_DATA FOR THE TASK:_
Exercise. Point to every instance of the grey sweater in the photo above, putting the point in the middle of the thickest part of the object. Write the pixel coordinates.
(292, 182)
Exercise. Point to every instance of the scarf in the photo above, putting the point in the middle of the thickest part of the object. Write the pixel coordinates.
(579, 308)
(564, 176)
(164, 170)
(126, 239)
* * *
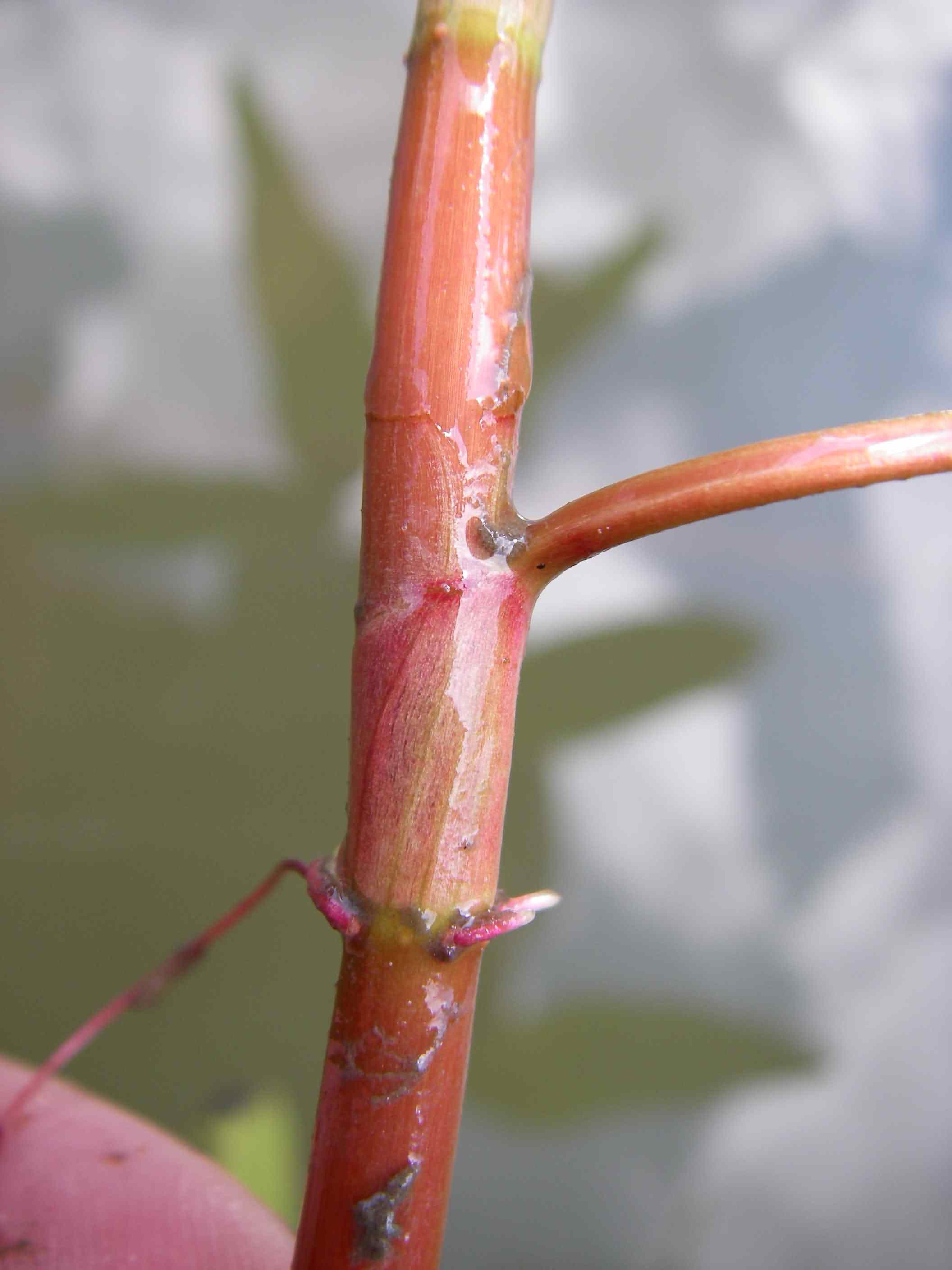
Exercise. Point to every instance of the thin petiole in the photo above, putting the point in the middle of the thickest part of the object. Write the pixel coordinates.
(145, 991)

_TASK DIRECTIONS:_
Show each line from the rows above that contains the string "point", treating uppercase and lowercase letters as different.

_CORRECT RESPONSE:_
Exercise. Point to every instance of the grey sweater in the photo above, putting the point in the middle of the thickest part of the object. Write the pixel coordinates.
Exercise. Point to every instance of the scarf in the photo above, putting the point in the middle of the thickest part of the object. Write the pixel coordinates.
Exercise. Point to every instance of the thin petiole in the photo above, putting the point in the middle of the thickest part of the object. Write the pixel coordinates.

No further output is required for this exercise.